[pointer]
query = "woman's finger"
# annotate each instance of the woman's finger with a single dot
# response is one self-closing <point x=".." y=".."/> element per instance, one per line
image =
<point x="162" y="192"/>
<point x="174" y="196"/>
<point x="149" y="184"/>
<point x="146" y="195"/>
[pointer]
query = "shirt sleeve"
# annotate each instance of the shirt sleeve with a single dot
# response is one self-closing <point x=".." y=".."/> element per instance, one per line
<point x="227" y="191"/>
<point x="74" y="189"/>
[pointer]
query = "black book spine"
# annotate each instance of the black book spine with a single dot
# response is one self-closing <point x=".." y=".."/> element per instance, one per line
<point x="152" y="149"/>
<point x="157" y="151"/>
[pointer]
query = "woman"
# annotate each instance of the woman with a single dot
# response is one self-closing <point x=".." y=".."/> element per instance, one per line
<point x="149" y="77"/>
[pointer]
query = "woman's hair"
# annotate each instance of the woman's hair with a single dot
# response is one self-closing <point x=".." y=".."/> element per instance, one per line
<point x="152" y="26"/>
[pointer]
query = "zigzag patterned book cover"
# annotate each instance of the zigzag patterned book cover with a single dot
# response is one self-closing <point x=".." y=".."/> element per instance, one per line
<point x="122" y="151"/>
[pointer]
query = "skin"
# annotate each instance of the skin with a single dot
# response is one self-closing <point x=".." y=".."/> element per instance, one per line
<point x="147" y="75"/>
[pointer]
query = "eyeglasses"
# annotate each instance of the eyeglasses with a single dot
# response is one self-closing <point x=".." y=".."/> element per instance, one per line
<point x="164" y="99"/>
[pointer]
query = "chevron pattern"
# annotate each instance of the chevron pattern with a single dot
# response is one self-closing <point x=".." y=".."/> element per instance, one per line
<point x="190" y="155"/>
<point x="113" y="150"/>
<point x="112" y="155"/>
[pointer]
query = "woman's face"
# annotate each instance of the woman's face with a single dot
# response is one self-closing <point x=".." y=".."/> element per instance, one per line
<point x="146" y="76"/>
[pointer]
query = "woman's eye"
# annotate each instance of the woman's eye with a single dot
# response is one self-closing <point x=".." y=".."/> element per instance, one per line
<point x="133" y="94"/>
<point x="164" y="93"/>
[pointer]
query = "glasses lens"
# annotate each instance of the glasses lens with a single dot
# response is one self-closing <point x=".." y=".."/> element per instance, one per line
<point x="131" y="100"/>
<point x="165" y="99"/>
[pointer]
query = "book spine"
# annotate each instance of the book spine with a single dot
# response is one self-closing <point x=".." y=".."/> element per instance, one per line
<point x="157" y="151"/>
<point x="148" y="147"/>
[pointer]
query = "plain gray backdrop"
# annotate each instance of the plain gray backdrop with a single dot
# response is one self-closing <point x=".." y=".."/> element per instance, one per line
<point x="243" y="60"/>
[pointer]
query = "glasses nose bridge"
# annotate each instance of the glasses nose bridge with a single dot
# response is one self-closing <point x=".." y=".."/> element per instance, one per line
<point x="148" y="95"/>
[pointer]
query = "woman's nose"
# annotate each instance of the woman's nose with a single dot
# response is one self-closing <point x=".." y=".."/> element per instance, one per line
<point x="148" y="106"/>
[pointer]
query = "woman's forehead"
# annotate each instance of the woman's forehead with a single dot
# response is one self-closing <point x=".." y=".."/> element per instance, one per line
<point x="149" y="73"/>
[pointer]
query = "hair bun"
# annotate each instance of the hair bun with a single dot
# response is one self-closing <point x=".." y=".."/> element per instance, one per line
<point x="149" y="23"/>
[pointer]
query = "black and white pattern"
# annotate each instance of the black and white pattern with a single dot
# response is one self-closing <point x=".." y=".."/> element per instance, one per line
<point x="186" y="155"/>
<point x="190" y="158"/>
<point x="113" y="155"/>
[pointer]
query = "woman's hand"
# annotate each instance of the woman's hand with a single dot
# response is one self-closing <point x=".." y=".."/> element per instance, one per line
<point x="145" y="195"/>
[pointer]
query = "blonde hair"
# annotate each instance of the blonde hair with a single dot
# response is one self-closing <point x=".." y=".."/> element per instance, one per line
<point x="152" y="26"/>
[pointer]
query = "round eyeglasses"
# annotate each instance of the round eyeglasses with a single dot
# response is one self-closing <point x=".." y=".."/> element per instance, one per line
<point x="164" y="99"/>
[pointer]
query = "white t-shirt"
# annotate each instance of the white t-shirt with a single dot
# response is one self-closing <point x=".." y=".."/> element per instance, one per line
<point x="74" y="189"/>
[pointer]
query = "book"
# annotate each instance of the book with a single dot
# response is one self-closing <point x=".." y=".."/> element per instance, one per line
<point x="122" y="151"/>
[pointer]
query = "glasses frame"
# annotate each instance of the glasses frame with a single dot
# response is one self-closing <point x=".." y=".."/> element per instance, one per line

# EXERCISE INSTRUCTIONS:
Reproduce each record shown above without altering a single word.

# REPLY:
[pointer]
query = "woman's finger"
# annotate each instance of the woman's finger with a single dot
# response is one self-closing <point x=".." y=".."/> element per instance, one per line
image =
<point x="162" y="192"/>
<point x="174" y="196"/>
<point x="149" y="184"/>
<point x="146" y="195"/>
[pointer]
query = "shirt sleeve"
# annotate each instance of the shirt sleeve with a single dot
# response is one self-closing <point x=".." y=".."/> element per instance, one per line
<point x="227" y="191"/>
<point x="74" y="189"/>
[pointer]
query = "black book spine"
# annotate each instance of the black book spine with a single dot
# response is one self-closing <point x=".." y=".."/> element per instance, one per line
<point x="152" y="149"/>
<point x="157" y="151"/>
[pointer]
query = "woman"
# annotate each instance of the woman with a single dot
# response is one self-closing <point x=".." y=".."/> element per instance, one per line
<point x="149" y="77"/>
[pointer]
query = "woman's hair"
# annotate each instance of the woman's hair with a single dot
# response is one self-closing <point x=".." y=".."/> element per instance, one per line
<point x="152" y="26"/>
[pointer]
query = "zigzag patterned book cover"
# annotate each instance of the zigzag patterned book cover with a single dot
# response is one self-closing <point x=".." y=".."/> element per instance, one per line
<point x="122" y="151"/>
[pointer]
query = "skin"
# annotate each instance of the skin with a single dot
# response is one self-closing <point x=".." y=".."/> element per instance, one per line
<point x="147" y="75"/>
[pointer]
query = "eyeglasses"
# annotate each instance of the eyeglasses with a single dot
# response is one self-closing <point x=".." y=".."/> element per instance, one per line
<point x="164" y="99"/>
[pointer]
query = "chevron pattern"
# annotate each instance of the chevron pattern with a single dot
# response is one self-closing <point x=".." y=".."/> element per instance, one per line
<point x="190" y="155"/>
<point x="113" y="150"/>
<point x="112" y="155"/>
[pointer]
query = "woman's face"
# annotate each instance of the woman's face with a single dot
# response is one self-closing <point x=".." y=".."/> element per instance, one per line
<point x="146" y="76"/>
[pointer]
query = "woman's eye"
# annotate each instance of the woman's eye with a single dot
# response is one self-closing <point x=".." y=".."/> element per instance, one per line
<point x="133" y="94"/>
<point x="164" y="93"/>
[pointer]
query = "glasses lens"
# annotate each instance of the glasses lens with a single dot
# response is one self-closing <point x=".." y=".."/> element per instance, one per line
<point x="131" y="100"/>
<point x="165" y="99"/>
[pointer]
query = "book spine"
# annotate each instance of the book spine with a single dot
# response is one self-closing <point x=".." y=".."/> element per instance, one per line
<point x="157" y="151"/>
<point x="148" y="147"/>
[pointer]
query = "plain gray backdrop"
# annotate each instance of the plain gray backdrop with a single dot
# response is one self-closing <point x=".." y=".."/> element per instance, one per line
<point x="243" y="60"/>
[pointer]
query = "glasses nose bridge"
# annotate each instance of the glasses nose bridge with a single dot
# response is one self-closing <point x=".." y=".."/> element per instance, one per line
<point x="148" y="95"/>
[pointer]
query = "woman's nose"
# annotate each instance of the woman's nose with a single dot
# response is one self-closing <point x=".." y=".."/> element per instance, one per line
<point x="148" y="106"/>
[pointer]
query = "woman's forehead"
# annotate each instance of the woman's forehead with a single dot
# response is one self-closing <point x=".." y=".."/> element per instance, one per line
<point x="149" y="73"/>
[pointer]
query = "hair bun"
# annotate each instance of the hair bun with a single dot
# response is one self-closing <point x=".." y=".."/> element per instance, one per line
<point x="149" y="23"/>
[pointer]
query = "black and white pattern"
# annotate each instance of the black and white pattern with a single dot
# response is one self-closing <point x=".." y=".."/> element per instance, one per line
<point x="186" y="155"/>
<point x="190" y="158"/>
<point x="113" y="155"/>
[pointer]
query = "woman's hand"
# annotate each instance of the woman's hand with a single dot
# response is one self-closing <point x=".." y=".."/> element per instance, one per line
<point x="145" y="195"/>
[pointer]
query = "blonde hair"
# annotate each instance of the blonde hair with a single dot
# response is one self-closing <point x=".." y=".."/> element per instance, one per line
<point x="152" y="26"/>
[pointer]
query = "round eyeglasses"
# annotate each instance of the round eyeglasses with a single dot
# response is one self-closing <point x=".." y=".."/> element per instance, one per line
<point x="164" y="99"/>
[pointer]
query = "white t-shirt"
# annotate each instance of the white t-shirt with a single dot
# response is one self-closing <point x=".." y=".."/> element per instance, one per line
<point x="74" y="189"/>
[pointer]
query = "book"
# annotate each instance of the book with a single dot
# response is one self-closing <point x=".." y=".."/> element per instance, one per line
<point x="122" y="151"/>
[pointer]
query = "glasses frame"
# annotate each instance of the glasses frame with a single dot
# response is one self-closing <point x=".." y=".."/> element per instance, one per line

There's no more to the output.